## [Brano]
Appena fatto il loro ingresso nella nuova casa italiana, i nostri bambini hanno cominciato a studiarla con la precisione di un medico legale di Ncis. Sofia, in particolare, era capace di passare intere ore a perlustrare gli armadietti del bagno, i comodini, ogni mobile avesse un’anta o un cassetto. Al termine dell’ispezione veniva da me o dal padre e impugnando l’oggetto di turno – un pettinino, un astuccio con il necessaire per le unghie, un rossetto, un tubetto di crema – diceva: “Allora questo è mio?” Ovviamente la risposta era sempre sì. A quel punto tutta contenta ammucchiava i suoi piccoli tesori e li nascondeva sotto il cuscino, spesso non mollando la presa su quei fagotti per tutta la notte.
Vladi e Anna, immagino per via dell’età, esercitavano invece le loro volontà di possesso durante i pasti, tanto che a un certo punto ho abolito il piatto da portata collettivo per proporre scodelle già porzionate, almeno così non si stremavano a dire “è mio, è mio” finché non vedevano la fine. Piano piano però, a forza di ripetere come un mantra frasi del tipo “non è solo tuo, è di tutti”, oppure “ognuno pensi al piatto proprio senza guardare sempre quello degli altri” si sono cominciati a vedere i primi risultati. E adesso possiamo portare a tavola il cestino del pane senza che venga assaltato come la nota diligenza.
Anche Sofia, una volta rassicurata sul fatto che le cose restavano sue anche se le lasciava al loro posto, ha cominciato a mollare la presa sulle scatolette e le bustine che popolavano i dintorni del suo letto, e oggi può addirittura capitare che perda o dimentichi qualcosa (raramente, per la verità).

[Dati di riferimento basati su immagini]
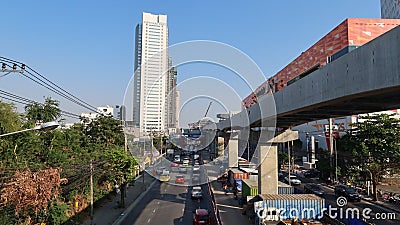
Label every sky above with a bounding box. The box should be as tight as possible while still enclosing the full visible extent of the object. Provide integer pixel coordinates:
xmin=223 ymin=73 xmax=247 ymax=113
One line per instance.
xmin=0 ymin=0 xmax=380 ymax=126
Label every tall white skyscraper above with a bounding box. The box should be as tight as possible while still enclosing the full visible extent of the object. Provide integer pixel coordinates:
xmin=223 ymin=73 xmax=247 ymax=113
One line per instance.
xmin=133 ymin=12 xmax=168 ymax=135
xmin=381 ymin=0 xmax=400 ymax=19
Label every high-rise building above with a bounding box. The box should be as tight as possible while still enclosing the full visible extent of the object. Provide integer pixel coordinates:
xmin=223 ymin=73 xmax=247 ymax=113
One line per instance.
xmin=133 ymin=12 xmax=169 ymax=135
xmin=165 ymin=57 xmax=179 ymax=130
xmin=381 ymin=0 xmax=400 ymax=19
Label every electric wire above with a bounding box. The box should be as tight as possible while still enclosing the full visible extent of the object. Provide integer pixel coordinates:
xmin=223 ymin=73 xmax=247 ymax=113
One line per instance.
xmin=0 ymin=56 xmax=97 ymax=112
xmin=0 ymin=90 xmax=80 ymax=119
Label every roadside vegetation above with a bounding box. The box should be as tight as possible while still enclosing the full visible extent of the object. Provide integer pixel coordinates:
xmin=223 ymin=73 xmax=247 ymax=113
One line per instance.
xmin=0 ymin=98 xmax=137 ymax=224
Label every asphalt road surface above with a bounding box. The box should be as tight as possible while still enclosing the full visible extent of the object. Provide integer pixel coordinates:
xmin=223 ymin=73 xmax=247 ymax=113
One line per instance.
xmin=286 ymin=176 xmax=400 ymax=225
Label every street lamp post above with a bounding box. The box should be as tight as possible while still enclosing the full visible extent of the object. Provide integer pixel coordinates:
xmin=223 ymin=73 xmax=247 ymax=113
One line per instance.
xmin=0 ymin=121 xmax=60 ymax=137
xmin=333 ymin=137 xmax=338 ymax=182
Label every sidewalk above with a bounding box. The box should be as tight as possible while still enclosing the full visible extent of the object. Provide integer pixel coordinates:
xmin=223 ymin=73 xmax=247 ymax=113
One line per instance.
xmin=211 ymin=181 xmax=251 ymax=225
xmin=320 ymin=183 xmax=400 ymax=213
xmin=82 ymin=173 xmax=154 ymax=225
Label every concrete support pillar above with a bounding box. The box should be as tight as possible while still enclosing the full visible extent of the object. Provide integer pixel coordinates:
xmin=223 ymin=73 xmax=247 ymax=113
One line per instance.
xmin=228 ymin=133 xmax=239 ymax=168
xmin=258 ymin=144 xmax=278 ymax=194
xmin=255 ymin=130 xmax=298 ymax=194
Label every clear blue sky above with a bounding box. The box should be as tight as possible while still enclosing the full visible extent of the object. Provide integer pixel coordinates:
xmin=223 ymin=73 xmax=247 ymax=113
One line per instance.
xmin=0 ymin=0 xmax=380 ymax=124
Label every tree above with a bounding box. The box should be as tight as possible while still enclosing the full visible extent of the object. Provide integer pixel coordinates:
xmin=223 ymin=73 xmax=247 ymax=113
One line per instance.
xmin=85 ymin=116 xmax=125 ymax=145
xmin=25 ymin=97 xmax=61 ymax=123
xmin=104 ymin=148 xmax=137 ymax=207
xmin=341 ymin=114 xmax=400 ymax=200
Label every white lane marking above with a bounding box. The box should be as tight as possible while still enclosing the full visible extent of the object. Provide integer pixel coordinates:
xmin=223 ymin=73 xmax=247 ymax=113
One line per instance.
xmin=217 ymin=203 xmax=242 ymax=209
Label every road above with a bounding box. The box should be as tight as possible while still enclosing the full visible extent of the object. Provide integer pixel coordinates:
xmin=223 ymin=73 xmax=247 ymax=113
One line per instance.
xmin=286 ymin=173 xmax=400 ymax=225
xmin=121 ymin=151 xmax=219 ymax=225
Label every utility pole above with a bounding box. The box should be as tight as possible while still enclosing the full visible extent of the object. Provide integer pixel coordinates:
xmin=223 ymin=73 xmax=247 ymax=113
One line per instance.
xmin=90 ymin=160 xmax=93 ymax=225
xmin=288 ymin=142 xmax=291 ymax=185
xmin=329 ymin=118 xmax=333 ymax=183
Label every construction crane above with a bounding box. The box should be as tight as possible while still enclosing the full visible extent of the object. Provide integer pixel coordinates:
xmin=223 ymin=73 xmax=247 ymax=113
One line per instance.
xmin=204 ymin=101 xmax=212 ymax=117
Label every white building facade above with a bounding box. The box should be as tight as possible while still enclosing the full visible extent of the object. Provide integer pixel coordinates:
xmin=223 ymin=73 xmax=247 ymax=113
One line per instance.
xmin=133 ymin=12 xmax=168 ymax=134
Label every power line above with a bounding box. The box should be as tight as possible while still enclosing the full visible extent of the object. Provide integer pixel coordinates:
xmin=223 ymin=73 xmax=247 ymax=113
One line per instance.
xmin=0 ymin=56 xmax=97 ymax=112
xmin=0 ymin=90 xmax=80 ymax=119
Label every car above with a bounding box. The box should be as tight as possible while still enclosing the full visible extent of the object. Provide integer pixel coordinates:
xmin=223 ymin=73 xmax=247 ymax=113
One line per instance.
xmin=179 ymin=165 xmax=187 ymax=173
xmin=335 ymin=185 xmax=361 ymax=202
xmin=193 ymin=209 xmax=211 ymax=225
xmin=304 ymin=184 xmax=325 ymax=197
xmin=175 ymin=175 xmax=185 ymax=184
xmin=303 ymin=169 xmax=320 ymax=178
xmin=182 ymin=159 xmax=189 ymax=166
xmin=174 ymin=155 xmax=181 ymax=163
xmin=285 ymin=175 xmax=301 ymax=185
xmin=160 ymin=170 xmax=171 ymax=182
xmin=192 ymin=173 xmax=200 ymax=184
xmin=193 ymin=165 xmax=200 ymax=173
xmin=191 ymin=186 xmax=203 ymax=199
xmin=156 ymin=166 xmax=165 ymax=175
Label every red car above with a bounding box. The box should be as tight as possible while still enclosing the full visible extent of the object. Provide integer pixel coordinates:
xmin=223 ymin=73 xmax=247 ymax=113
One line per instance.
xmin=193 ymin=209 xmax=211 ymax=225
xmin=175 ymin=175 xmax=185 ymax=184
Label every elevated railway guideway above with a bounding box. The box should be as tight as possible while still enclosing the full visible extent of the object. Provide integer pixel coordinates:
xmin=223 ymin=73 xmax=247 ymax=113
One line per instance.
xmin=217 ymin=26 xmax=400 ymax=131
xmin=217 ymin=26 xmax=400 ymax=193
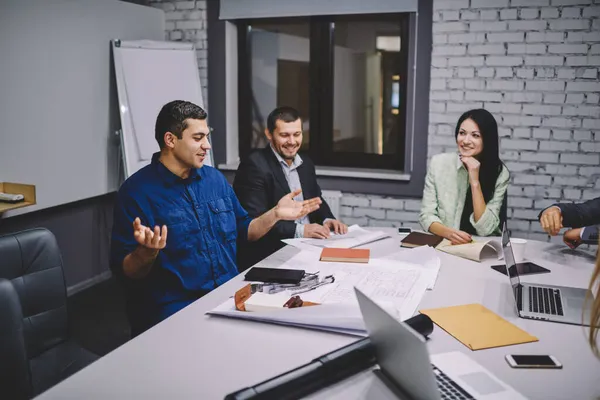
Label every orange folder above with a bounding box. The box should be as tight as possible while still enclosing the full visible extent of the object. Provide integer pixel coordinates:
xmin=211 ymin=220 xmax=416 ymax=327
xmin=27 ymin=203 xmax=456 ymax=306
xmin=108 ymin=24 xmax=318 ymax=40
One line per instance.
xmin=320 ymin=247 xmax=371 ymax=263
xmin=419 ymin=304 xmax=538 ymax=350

## [Consegne]
**A)** Estrai dal brano la parte che si apre con le parole contenenti "Vladi e Anna, immagino" e si chiude con "la nota diligenza.".
**B)** Elenca, per favore, gli oggetti che nel brano Sofia impugna quando chiede ai genitori se sono suoi.
**C)** Prosegui il brano sui bambini nella nuova casa dopo la sua ultima frase.

## [Risposte]
**A)**
Vladi e Anna, immagino per via dell’età, esercitavano invece le loro volontà di possesso durante i pasti, tanto che a un certo punto ho abolito il piatto da portata collettivo per proporre scodelle già porzionate, almeno così non si stremavano a dire “è mio, è mio” finché non vedevano la fine. Piano piano però, a forza di ripetere come un mantra frasi del tipo “non è solo tuo, è di tutti”, oppure “ognuno pensi al piatto proprio senza guardare sempre quello degli altri” si sono cominciati a vedere i primi risultati. E adesso possiamo portare a tavola il cestino del pane senza che venga assaltato come la nota diligenza.

**B)**
- un pettinino
- un astuccio con il necessaire per le unghie
- un rossetto
- un tubetto di crema

**C)**
All’inizio pensavo che questo genere di atteggiamenti fosse da riferire alla vita agra del bambino istituzionalizzato, che non ha mai nulla di proprio e che è costretto a dividere con altri quello che c’è, anche quando non è molto. Mi sbagliavo, è piuttosto il modo che i bambini hanno per capire se si possono o meno fidare di te, di questi adulti piovuti dal cielo che vai a sapere che cosa hanno in testa. L’ho capito una sera, mentre riguardavo le fotografie dei nostri primi incontri dopo una giornata in cui la frase “è mio” mi aveva completamente intronato.
Mi sono ricordata dei primi giocattoli che abbiamo regalato ai nostri figli durante le visite nell’istituto. Mentre Anna e Vladi li usavano ma non sembravano sviluppare un particolare attaccamento a qualcuno di essi – neanche ai pupazzetti di peluche – Sofia si era specializzata nella raccolta. Ogni volta che arrivavamo perlustrava con cura il nostro bagaglio, accettava con una certa ansia la divisione dei pani e dei pesci, e poi, quando dovevamo andare via, si preoccupava di metterli tutti in un posto. Ci teneva a spiegare che li avrebbe conservati lei – sotto il suo letto, me lo fece anche vedere – e che quando Anna e Vladi li volevano ci avrebbe pensato lei a darglieli. Al momento di andare via tutti insieme, a un certo punto le chiesi: “E i giochi, li abbiamo dimenticati?” “No – rispose seria – lasciamoli ai bambini che restano qui, noi ne avremo altri..”. All’epoca quella frase mi fece molta tenerezza, oggi sintetizza ai miei occhi l’incredibile facoltà dei bambini di arrivare all’essenziale. E mi chiedo chi debba imparare da chi.